• Lines of data:
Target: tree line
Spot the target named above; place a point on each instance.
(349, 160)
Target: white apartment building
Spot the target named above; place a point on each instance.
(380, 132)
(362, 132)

--

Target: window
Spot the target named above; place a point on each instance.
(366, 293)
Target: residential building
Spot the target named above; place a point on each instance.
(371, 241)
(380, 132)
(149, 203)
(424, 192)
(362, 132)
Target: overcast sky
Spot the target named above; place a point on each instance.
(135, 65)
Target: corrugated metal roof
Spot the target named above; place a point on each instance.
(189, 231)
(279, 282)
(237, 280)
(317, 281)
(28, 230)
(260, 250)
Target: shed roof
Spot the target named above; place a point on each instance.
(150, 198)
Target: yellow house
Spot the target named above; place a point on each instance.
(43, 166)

---

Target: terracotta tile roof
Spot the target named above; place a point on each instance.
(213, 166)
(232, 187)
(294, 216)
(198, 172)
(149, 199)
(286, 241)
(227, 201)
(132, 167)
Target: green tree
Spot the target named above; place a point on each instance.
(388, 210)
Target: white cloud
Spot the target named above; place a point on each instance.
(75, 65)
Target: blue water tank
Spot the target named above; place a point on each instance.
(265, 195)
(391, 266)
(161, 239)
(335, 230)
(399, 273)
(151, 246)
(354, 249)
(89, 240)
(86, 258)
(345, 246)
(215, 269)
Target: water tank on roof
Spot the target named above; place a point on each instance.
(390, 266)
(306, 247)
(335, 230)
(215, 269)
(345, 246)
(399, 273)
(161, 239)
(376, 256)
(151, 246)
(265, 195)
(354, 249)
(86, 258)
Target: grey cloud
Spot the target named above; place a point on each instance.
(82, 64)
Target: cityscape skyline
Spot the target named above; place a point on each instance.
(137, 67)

• What is asked: List every line of the material above that contains the string "water", copying each line in full. Treat case as significant.

• Response to the task:
Target: blue water tank
Target: water tank on roof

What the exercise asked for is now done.